◆ **Your instructions**: Starting from the line containing "positive clicks: (427, 115) (424, 93)", give again every line through the end of the entries, word for word. Pictures stay out of the copy.
^^^^^^^^
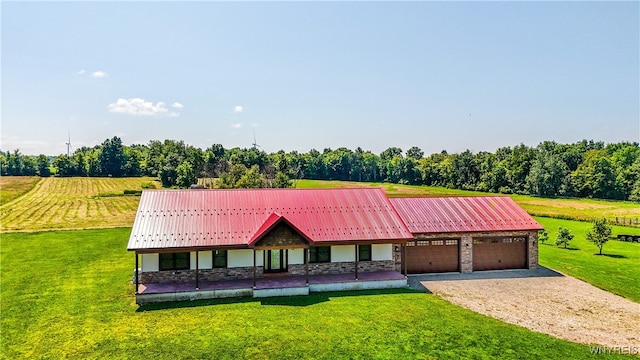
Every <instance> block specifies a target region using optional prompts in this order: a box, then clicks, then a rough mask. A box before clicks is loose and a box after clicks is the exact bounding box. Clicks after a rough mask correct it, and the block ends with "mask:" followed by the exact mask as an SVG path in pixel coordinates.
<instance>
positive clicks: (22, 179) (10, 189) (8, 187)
mask: <svg viewBox="0 0 640 360" xmlns="http://www.w3.org/2000/svg"><path fill="white" fill-rule="evenodd" d="M38 181H40V177H38V176H0V205H4V204H6V203H8V202H10V201H13V200H15V199H17V198H19V197H20V196H22V195H24V194H26V193H27V192H29V190H31V189H33V187H34V186H36V184H37V183H38Z"/></svg>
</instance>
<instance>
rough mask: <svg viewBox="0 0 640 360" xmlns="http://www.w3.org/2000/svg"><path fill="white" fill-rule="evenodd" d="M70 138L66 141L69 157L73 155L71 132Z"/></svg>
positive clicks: (68, 138) (69, 134)
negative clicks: (71, 152) (71, 147)
mask: <svg viewBox="0 0 640 360" xmlns="http://www.w3.org/2000/svg"><path fill="white" fill-rule="evenodd" d="M68 135H69V138H68V139H69V140H68V141H67V142H66V143H65V145H67V157H69V156H71V132H69V134H68Z"/></svg>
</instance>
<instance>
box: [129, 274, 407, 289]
mask: <svg viewBox="0 0 640 360" xmlns="http://www.w3.org/2000/svg"><path fill="white" fill-rule="evenodd" d="M402 279H405V276H404V275H402V274H401V273H399V272H397V271H376V272H361V273H358V280H356V276H355V273H349V274H327V275H309V285H318V284H338V283H346V282H353V281H388V280H402ZM195 286H196V284H195V281H190V282H182V283H157V284H139V286H138V294H139V295H147V294H166V293H180V292H193V291H208V290H234V289H253V279H242V280H220V281H204V280H200V287H199V288H198V289H196V287H195ZM305 286H307V284H306V283H305V276H304V275H302V276H274V277H270V276H268V275H267V276H266V277H262V278H257V279H256V290H262V289H282V288H295V287H305Z"/></svg>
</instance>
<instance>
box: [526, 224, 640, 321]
mask: <svg viewBox="0 0 640 360" xmlns="http://www.w3.org/2000/svg"><path fill="white" fill-rule="evenodd" d="M536 220H537V221H538V222H539V223H540V224H542V225H543V226H544V227H545V229H547V232H548V233H549V240H548V241H547V242H546V244H542V243H538V258H539V260H538V262H539V264H540V265H542V266H545V267H548V268H551V269H555V270H558V271H560V272H562V273H564V274H567V275H570V276H573V277H575V278H578V279H580V280H583V281H586V282H588V283H590V284H592V285H595V286H597V287H599V288H601V289H603V290H607V291H609V292H611V293H614V294H617V295H620V296H623V297H625V298H627V299H630V300H633V301H635V302H638V303H640V281H639V279H640V243H629V242H623V241H618V240H617V239H615V240H614V239H610V240H609V241H608V242H607V243H606V244H604V247H603V248H602V249H603V250H602V255H598V251H599V250H598V248H597V247H596V246H595V245H594V244H593V243H591V242H589V241H587V237H586V232H587V231H589V230H590V229H591V227H592V224H591V223H588V222H582V221H571V220H560V219H550V218H543V217H536ZM559 226H562V227H565V228H567V229H569V230H571V232H572V233H573V234H574V238H573V240H572V241H571V243H570V246H569V249H564V248H563V247H558V246H556V245H555V238H556V235H557V233H558V227H559ZM612 231H613V236H614V237H615V236H616V235H618V234H620V233H625V234H633V235H640V229H637V228H629V227H623V226H613V227H612ZM639 307H640V305H639ZM639 310H640V308H639Z"/></svg>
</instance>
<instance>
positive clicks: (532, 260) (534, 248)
mask: <svg viewBox="0 0 640 360" xmlns="http://www.w3.org/2000/svg"><path fill="white" fill-rule="evenodd" d="M528 250H529V252H528V253H529V261H528V262H527V265H528V266H529V269H531V270H533V269H537V268H538V232H537V231H530V232H529V249H528Z"/></svg>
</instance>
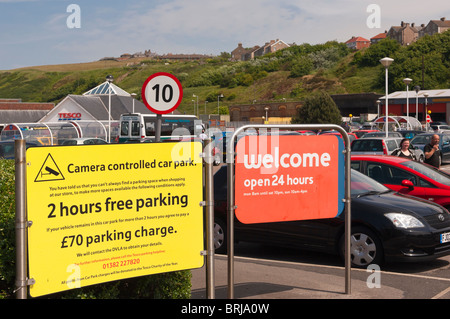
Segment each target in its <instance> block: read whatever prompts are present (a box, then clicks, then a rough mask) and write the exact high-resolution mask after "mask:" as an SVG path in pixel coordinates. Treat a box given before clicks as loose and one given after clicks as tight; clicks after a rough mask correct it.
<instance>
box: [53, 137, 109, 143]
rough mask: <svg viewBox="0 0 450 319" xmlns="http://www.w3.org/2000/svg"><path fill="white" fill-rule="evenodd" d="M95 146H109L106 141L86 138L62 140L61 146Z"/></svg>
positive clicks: (89, 138)
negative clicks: (61, 145)
mask: <svg viewBox="0 0 450 319" xmlns="http://www.w3.org/2000/svg"><path fill="white" fill-rule="evenodd" d="M94 144H108V142H106V141H105V140H104V139H101V138H94V137H85V138H71V139H67V140H62V141H61V142H60V143H59V145H94Z"/></svg>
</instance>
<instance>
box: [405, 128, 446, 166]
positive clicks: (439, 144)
mask: <svg viewBox="0 0 450 319" xmlns="http://www.w3.org/2000/svg"><path fill="white" fill-rule="evenodd" d="M434 134H435V133H422V134H419V135H416V136H414V138H413V139H412V140H411V144H413V145H414V146H415V147H419V148H420V149H421V150H422V151H423V148H424V147H425V145H427V144H428V143H430V141H431V137H432V136H433V135H434ZM437 135H439V149H440V151H441V163H444V162H449V161H450V135H447V134H437Z"/></svg>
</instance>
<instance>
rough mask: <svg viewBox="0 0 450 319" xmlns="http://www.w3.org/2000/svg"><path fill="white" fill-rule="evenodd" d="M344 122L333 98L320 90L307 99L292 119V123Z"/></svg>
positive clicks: (334, 123) (315, 123)
mask: <svg viewBox="0 0 450 319" xmlns="http://www.w3.org/2000/svg"><path fill="white" fill-rule="evenodd" d="M341 122H342V116H341V113H340V111H339V109H338V107H337V105H336V103H334V101H333V99H332V98H331V97H330V96H329V95H328V94H327V93H326V92H320V93H318V94H315V95H312V96H310V97H308V98H306V100H305V104H304V105H303V106H302V107H301V108H300V109H299V110H298V111H297V114H296V116H294V117H293V118H292V120H291V123H292V124H336V125H340V124H341Z"/></svg>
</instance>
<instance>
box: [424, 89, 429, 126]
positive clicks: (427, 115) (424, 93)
mask: <svg viewBox="0 0 450 319" xmlns="http://www.w3.org/2000/svg"><path fill="white" fill-rule="evenodd" d="M423 96H425V127H426V128H427V132H428V130H429V126H428V93H427V92H425V93H424V94H423Z"/></svg>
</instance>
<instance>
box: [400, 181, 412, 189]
mask: <svg viewBox="0 0 450 319" xmlns="http://www.w3.org/2000/svg"><path fill="white" fill-rule="evenodd" d="M402 186H405V187H408V188H409V190H413V189H414V184H413V183H412V182H411V181H410V180H407V179H404V180H402Z"/></svg>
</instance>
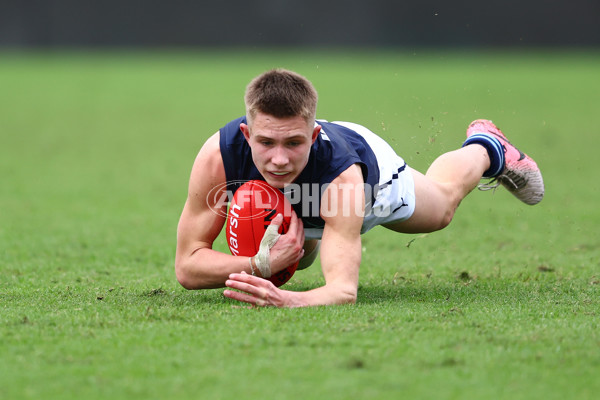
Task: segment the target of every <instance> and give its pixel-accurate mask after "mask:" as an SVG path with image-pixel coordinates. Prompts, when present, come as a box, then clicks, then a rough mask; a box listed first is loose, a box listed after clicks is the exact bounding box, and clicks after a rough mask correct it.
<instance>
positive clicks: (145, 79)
^^^^^^^^
◆ **Response to the exercise**:
positive clicks: (427, 115) (424, 93)
mask: <svg viewBox="0 0 450 319" xmlns="http://www.w3.org/2000/svg"><path fill="white" fill-rule="evenodd" d="M423 96H425V127H426V128H427V132H428V130H429V126H428V93H427V92H425V93H424V94H423Z"/></svg>
</instance>
<instance>
box: [400, 181, 412, 189]
mask: <svg viewBox="0 0 450 319" xmlns="http://www.w3.org/2000/svg"><path fill="white" fill-rule="evenodd" d="M402 186H405V187H408V188H409V190H413V189H414V184H413V183H412V182H411V181H410V180H407V179H404V180H402Z"/></svg>
</instance>
Task: segment the target of every <instance> and give its pixel-accurate mask after "mask:" as an SVG path with image-pixel coordinates. Prompts, when present, come as a box, then clicks, then a rough mask; a box listed first is loose, a box listed after clicks is the exact bounding box, and clicks after a rough mask correct it.
<instance>
positive clicks: (145, 79)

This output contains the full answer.